→ Goal of the exercise:
Reproduce every line of the records below without changing anything.

— START Given records —

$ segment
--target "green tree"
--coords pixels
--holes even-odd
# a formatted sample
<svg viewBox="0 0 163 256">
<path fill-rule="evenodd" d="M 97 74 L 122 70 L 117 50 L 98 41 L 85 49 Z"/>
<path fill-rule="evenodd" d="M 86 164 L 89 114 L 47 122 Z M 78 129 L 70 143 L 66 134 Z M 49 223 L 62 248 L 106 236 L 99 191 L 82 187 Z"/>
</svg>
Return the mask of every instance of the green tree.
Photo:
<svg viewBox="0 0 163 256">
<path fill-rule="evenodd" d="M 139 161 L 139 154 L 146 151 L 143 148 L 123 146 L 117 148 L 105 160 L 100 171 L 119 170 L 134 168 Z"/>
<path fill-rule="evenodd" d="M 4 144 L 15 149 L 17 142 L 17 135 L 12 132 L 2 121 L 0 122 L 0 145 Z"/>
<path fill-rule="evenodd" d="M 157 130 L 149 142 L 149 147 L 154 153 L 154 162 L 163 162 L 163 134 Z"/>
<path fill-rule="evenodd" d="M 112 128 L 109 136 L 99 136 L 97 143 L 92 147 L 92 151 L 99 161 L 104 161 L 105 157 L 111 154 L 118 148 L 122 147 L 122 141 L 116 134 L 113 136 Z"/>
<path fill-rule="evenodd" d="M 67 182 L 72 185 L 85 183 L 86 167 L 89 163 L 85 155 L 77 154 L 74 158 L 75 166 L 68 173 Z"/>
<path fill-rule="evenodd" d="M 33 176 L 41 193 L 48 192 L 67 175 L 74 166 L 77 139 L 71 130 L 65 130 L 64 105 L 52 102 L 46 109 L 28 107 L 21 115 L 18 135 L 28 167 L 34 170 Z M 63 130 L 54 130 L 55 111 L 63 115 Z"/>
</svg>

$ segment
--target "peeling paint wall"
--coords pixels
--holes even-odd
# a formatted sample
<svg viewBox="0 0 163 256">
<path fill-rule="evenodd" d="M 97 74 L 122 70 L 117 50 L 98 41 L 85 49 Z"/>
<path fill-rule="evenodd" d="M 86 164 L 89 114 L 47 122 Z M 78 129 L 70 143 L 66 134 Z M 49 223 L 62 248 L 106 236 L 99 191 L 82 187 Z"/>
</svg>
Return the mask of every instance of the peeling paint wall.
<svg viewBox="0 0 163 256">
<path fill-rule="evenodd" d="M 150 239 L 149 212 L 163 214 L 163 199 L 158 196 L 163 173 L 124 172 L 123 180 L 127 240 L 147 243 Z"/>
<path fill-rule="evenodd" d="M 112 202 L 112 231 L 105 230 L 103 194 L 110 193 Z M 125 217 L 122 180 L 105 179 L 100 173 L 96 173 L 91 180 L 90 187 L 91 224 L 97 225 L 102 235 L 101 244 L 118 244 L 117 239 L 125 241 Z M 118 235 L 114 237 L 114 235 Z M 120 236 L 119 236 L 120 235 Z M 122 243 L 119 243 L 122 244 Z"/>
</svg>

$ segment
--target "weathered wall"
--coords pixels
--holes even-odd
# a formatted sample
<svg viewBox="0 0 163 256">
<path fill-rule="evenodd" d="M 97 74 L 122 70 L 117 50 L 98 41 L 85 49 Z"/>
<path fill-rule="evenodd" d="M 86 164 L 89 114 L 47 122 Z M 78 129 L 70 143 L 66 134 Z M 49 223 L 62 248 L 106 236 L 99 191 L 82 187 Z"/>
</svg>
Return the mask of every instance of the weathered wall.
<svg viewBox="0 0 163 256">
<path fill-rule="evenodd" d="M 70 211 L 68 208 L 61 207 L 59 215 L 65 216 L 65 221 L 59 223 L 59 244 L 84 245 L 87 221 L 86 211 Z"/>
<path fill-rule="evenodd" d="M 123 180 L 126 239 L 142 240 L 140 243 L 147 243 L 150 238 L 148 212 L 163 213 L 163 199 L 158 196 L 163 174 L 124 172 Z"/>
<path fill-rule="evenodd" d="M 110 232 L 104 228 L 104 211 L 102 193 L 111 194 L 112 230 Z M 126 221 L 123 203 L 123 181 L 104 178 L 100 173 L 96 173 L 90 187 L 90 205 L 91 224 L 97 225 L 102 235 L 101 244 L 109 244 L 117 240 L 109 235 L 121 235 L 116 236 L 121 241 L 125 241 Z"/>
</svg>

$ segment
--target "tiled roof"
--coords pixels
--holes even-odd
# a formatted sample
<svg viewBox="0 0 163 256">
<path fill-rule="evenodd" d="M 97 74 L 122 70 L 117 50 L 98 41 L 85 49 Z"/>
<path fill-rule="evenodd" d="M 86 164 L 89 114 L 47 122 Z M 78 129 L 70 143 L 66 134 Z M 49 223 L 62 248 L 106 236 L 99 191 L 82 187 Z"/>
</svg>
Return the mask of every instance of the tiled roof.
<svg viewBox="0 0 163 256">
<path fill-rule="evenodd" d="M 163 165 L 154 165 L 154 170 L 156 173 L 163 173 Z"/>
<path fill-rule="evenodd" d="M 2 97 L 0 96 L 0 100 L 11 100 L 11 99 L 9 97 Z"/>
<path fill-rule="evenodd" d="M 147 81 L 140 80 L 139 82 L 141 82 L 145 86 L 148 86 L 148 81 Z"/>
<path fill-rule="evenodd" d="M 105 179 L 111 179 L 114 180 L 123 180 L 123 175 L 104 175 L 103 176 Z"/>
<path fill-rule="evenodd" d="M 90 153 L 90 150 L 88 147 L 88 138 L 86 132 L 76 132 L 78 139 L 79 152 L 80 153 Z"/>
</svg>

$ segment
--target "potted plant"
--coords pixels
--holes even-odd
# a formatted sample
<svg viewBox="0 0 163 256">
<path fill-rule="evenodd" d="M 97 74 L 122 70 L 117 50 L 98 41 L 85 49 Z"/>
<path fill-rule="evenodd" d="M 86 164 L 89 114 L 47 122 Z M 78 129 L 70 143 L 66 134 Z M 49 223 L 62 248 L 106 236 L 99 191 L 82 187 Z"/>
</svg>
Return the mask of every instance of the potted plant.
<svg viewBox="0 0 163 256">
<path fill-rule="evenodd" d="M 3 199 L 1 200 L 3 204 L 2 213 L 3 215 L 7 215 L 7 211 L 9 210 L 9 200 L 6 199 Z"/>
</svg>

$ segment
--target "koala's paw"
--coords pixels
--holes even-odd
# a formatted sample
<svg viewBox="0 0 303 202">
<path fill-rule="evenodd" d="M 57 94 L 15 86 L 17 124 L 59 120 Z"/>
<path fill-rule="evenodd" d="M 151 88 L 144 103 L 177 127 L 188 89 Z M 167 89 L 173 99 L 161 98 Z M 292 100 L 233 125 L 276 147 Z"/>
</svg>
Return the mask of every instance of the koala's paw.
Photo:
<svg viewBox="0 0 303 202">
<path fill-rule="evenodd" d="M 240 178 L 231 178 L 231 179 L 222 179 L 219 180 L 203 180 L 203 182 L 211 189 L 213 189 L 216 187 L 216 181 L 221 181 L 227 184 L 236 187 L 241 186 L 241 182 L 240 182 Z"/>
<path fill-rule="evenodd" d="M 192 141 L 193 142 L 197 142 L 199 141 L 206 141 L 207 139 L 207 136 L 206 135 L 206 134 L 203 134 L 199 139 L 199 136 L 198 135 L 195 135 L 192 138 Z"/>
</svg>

— END Given records —

→ Finished task:
$ segment
--target "green tree"
--coords pixels
--holes even-odd
# a formatted sample
<svg viewBox="0 0 163 256">
<path fill-rule="evenodd" d="M 97 74 L 122 70 L 117 50 L 98 41 L 85 49 Z"/>
<path fill-rule="evenodd" d="M 86 164 L 89 114 L 47 122 Z M 78 129 L 70 143 L 66 134 Z M 49 223 L 62 248 L 106 236 L 99 191 L 82 187 Z"/>
</svg>
Return the mask of every instance of the green tree.
Photo:
<svg viewBox="0 0 163 256">
<path fill-rule="evenodd" d="M 139 161 L 139 154 L 146 151 L 143 148 L 123 146 L 117 148 L 105 160 L 100 171 L 119 170 L 134 168 Z"/>
<path fill-rule="evenodd" d="M 4 144 L 15 149 L 17 142 L 17 135 L 12 132 L 2 121 L 0 122 L 0 145 Z"/>
<path fill-rule="evenodd" d="M 157 130 L 149 142 L 149 147 L 154 153 L 154 162 L 163 162 L 163 134 Z"/>
<path fill-rule="evenodd" d="M 112 128 L 109 136 L 99 136 L 97 143 L 92 147 L 92 151 L 99 161 L 104 161 L 105 157 L 111 154 L 118 148 L 122 147 L 122 141 L 116 134 L 113 136 Z"/>
<path fill-rule="evenodd" d="M 67 182 L 72 185 L 85 183 L 86 167 L 89 163 L 85 155 L 77 154 L 74 158 L 75 166 L 68 173 Z"/>
<path fill-rule="evenodd" d="M 33 176 L 41 193 L 48 192 L 67 175 L 74 166 L 77 139 L 71 130 L 65 130 L 64 105 L 52 102 L 46 109 L 28 107 L 21 115 L 18 135 L 28 167 L 34 170 Z M 63 130 L 54 130 L 55 111 L 63 115 Z"/>
</svg>

$ segment
--target "peeling paint wall"
--coords pixels
--holes even-odd
# a formatted sample
<svg viewBox="0 0 163 256">
<path fill-rule="evenodd" d="M 97 74 L 122 70 L 117 50 L 98 41 L 85 49 Z"/>
<path fill-rule="evenodd" d="M 86 164 L 89 114 L 47 122 Z M 78 129 L 70 143 L 66 134 Z M 49 223 L 62 248 L 106 236 L 99 191 L 82 187 Z"/>
</svg>
Return the mask of every instance of the peeling paint wall.
<svg viewBox="0 0 163 256">
<path fill-rule="evenodd" d="M 150 239 L 149 212 L 163 214 L 163 199 L 158 196 L 163 173 L 124 172 L 123 180 L 127 240 L 147 243 Z"/>
<path fill-rule="evenodd" d="M 112 202 L 112 231 L 105 230 L 103 194 L 110 193 Z M 125 217 L 122 180 L 105 179 L 100 173 L 96 173 L 91 180 L 90 187 L 91 224 L 97 225 L 102 235 L 101 244 L 118 244 L 117 239 L 125 241 Z M 118 235 L 114 237 L 114 235 Z M 120 236 L 119 236 L 120 235 Z M 122 243 L 119 243 L 122 244 Z"/>
</svg>

$ segment
--target "weathered wall"
--coords pixels
--holes even-odd
# a formatted sample
<svg viewBox="0 0 163 256">
<path fill-rule="evenodd" d="M 97 74 L 122 70 L 117 50 L 98 41 L 85 49 Z"/>
<path fill-rule="evenodd" d="M 86 164 L 89 114 L 47 122 Z M 78 129 L 70 143 L 66 134 Z M 49 223 L 62 248 L 106 236 L 99 191 L 82 187 Z"/>
</svg>
Return the mask of every instance of the weathered wall.
<svg viewBox="0 0 163 256">
<path fill-rule="evenodd" d="M 70 211 L 68 208 L 61 207 L 59 215 L 65 216 L 65 221 L 59 223 L 59 244 L 84 245 L 87 221 L 86 211 Z"/>
<path fill-rule="evenodd" d="M 123 180 L 126 239 L 142 240 L 140 243 L 147 243 L 150 238 L 148 212 L 163 213 L 163 199 L 158 196 L 163 174 L 124 172 Z"/>
<path fill-rule="evenodd" d="M 110 232 L 104 228 L 104 211 L 102 193 L 111 194 L 112 230 Z M 126 221 L 123 203 L 123 181 L 104 178 L 100 173 L 96 173 L 90 187 L 90 205 L 91 224 L 97 225 L 102 235 L 101 244 L 109 244 L 117 240 L 109 235 L 121 235 L 116 236 L 121 241 L 125 241 Z"/>
</svg>

$ segment
--target "tiled roof"
--coords pixels
--holes even-odd
# a formatted sample
<svg viewBox="0 0 163 256">
<path fill-rule="evenodd" d="M 97 74 L 122 70 L 117 50 L 98 41 L 85 49 Z"/>
<path fill-rule="evenodd" d="M 86 164 L 89 114 L 47 122 Z M 78 129 L 70 143 L 66 134 Z M 49 223 L 62 248 L 106 236 L 99 191 L 82 187 Z"/>
</svg>
Return the mask of every instance of the tiled roof.
<svg viewBox="0 0 163 256">
<path fill-rule="evenodd" d="M 163 165 L 154 165 L 154 170 L 156 173 L 163 173 Z"/>
<path fill-rule="evenodd" d="M 2 97 L 0 96 L 0 100 L 11 100 L 11 99 L 9 97 Z"/>
<path fill-rule="evenodd" d="M 147 81 L 140 80 L 139 82 L 141 82 L 145 86 L 148 86 L 148 81 Z"/>
<path fill-rule="evenodd" d="M 105 179 L 111 179 L 114 180 L 123 180 L 123 175 L 104 175 L 103 176 Z"/>
<path fill-rule="evenodd" d="M 90 153 L 90 150 L 88 147 L 88 138 L 86 132 L 76 132 L 78 139 L 79 152 L 80 153 Z"/>
</svg>

$ segment
--target "potted plant"
--coords pixels
--holes even-odd
# a formatted sample
<svg viewBox="0 0 163 256">
<path fill-rule="evenodd" d="M 97 74 L 122 70 L 117 50 L 98 41 L 85 49 Z"/>
<path fill-rule="evenodd" d="M 86 164 L 89 114 L 47 122 Z M 78 129 L 70 143 L 66 134 Z M 49 223 L 62 248 L 106 236 L 99 191 L 82 187 Z"/>
</svg>
Return the mask of every instance of the potted plant.
<svg viewBox="0 0 163 256">
<path fill-rule="evenodd" d="M 3 199 L 1 200 L 3 204 L 2 213 L 3 215 L 7 215 L 7 211 L 9 210 L 9 200 L 6 199 Z"/>
</svg>

$ segment
--target "koala's paw"
--coords pixels
--holes even-odd
# a formatted sample
<svg viewBox="0 0 303 202">
<path fill-rule="evenodd" d="M 57 94 L 15 86 L 17 124 L 59 120 Z"/>
<path fill-rule="evenodd" d="M 151 88 L 144 103 L 177 127 L 188 89 Z M 167 89 L 173 99 L 161 98 Z M 292 100 L 233 125 L 276 147 Z"/>
</svg>
Return the mask of every instance of the koala's paw.
Photo:
<svg viewBox="0 0 303 202">
<path fill-rule="evenodd" d="M 240 178 L 231 178 L 231 179 L 222 179 L 219 180 L 203 180 L 203 182 L 211 189 L 213 189 L 216 187 L 216 181 L 221 181 L 227 184 L 236 187 L 241 186 L 241 182 L 240 182 Z"/>
<path fill-rule="evenodd" d="M 192 141 L 193 142 L 197 142 L 199 141 L 206 141 L 207 139 L 207 136 L 206 135 L 206 134 L 203 134 L 199 139 L 199 136 L 198 135 L 195 135 L 192 138 Z"/>
</svg>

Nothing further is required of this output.